## Required action 1
Answer these from the passage on Montessori's keys to life:
(a) What three types of keys does the passage name?
(b) What is the first example the passage gives of a key?
(c) After one begins to hear various patterns of sounds, what does that unlock, according to the passage?
## Required action 2
Resume the passage on Montessori's keys to life, starting right after its last sentence.

Montessori mentions that her way of education provides keys to life. Many times we would think of those keys as facts about life and culture and the world. These is some truth to this, but one must go a bit deeper because not every fact is a key to the world. And what I have found is that there are three types of keys in Montessori: the heuristic (or transcendental); the generic; and the local.
A key unlocks a door into some home or world. So a key can be a fact, but they are facts that unlocked another world of facts. One example might be color. Once one learns about red, blue, and yellow, and one comes to discover the various types of colors, it really begins to unlock the ability to attend to a larger range of colors on a multitude of objects. Likewise for all of our senses. Once we know how to use a sense, to focus our attention to this or that facet of a sense, we then begin to see all the sensory objects that emerge in that sense. So for example, once we start to see shades of green, then we can see fields of green, oceans of green, forests of green, and wide ranges of shirts and hats that are green, and even the Green Bay Packers. The same with sound. Once we begin to hear various patterns of sounds, it unlocks all the birds that are singing in the spring time, or all the leaves that are blowing in the wind, or the beautiful orchestra playing downtown.

## Data listing

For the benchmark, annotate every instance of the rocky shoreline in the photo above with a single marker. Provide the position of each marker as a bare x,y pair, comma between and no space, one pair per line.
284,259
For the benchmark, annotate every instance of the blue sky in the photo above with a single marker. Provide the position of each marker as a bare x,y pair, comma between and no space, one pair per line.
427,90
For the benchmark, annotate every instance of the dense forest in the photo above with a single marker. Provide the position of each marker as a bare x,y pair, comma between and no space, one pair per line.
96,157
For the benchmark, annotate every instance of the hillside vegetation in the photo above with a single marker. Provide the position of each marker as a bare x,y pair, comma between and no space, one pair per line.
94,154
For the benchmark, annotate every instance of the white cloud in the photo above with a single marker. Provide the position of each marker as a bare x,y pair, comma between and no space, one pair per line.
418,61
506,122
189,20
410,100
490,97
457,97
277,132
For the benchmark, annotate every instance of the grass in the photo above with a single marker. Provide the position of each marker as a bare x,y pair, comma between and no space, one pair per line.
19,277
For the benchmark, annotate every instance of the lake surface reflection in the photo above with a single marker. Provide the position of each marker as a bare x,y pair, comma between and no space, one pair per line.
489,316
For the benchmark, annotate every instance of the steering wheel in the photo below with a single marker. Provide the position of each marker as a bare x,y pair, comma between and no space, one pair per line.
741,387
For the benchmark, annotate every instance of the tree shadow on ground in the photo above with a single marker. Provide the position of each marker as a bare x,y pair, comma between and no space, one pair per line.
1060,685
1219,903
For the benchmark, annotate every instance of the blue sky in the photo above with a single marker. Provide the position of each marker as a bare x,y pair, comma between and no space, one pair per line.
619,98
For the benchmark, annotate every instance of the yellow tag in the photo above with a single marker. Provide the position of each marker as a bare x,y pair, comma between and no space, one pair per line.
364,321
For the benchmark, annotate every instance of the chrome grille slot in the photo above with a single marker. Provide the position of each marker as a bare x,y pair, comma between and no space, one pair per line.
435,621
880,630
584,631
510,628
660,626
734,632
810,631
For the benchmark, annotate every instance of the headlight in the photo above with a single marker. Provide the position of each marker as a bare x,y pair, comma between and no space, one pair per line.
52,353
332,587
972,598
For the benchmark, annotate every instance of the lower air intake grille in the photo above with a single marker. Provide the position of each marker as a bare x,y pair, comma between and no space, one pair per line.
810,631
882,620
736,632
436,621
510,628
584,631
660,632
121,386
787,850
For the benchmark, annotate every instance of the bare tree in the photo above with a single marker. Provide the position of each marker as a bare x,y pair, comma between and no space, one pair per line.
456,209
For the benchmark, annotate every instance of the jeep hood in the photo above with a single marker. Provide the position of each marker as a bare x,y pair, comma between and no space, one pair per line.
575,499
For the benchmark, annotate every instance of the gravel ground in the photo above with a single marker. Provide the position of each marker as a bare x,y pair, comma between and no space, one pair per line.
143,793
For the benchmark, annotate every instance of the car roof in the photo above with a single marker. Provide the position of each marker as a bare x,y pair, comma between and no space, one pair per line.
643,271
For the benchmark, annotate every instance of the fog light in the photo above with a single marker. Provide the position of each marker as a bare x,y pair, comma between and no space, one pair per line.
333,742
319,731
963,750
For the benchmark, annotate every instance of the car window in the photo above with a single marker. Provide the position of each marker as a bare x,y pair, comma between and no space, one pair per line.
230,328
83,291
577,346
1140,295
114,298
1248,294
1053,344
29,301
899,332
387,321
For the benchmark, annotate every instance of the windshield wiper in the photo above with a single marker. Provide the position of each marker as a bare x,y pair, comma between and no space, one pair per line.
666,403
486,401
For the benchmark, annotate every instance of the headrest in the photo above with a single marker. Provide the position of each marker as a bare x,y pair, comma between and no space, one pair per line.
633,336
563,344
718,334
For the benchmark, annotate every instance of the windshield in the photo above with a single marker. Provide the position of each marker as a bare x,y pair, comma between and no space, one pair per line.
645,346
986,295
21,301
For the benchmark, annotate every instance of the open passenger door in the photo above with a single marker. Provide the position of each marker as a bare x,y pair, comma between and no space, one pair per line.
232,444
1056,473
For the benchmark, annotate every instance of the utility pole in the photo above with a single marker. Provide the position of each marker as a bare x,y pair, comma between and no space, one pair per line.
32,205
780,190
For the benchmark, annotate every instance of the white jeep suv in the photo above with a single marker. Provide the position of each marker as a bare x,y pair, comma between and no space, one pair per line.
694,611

## Reply 1
(a) The heuristic (or transcendental), the generic, and the local.
(b) Color.
(c) All the birds singing in the spring time, all the leaves blowing in the wind, and the beautiful orchestra playing downtown.

## Reply 2
Lonergan calls these types of notions motor-sensory notions. Exercising them then builds a world of sights and sounds. On a next higher level however, intellectual notions begin to emerge. In Insight, Lonergan identifies three fundamental notions that lead to intelligibility. Intelligibility is the object of any act of understanding. When one understands a circle or the algebraic meaning of a line or the meaning of a gene in genetics, one is understanding an intelligibility. These really are types of correlations or functional insights that articulate the nature of something.
Notions in turn are not isolated but form into sets of relationships that unfold into patterns of recurrence that result in the development of one’s motor-sensory perceptions and memory, the development of one’s understanding into viewpoints, the development of one’s judgements into a person of solid reasoning (or what Lonergan calls the “principle notion of objectivity), and the development of one’s decisions into a well formed virtuous human being. These patterns of notions are called heuristic structures in INSIGHT.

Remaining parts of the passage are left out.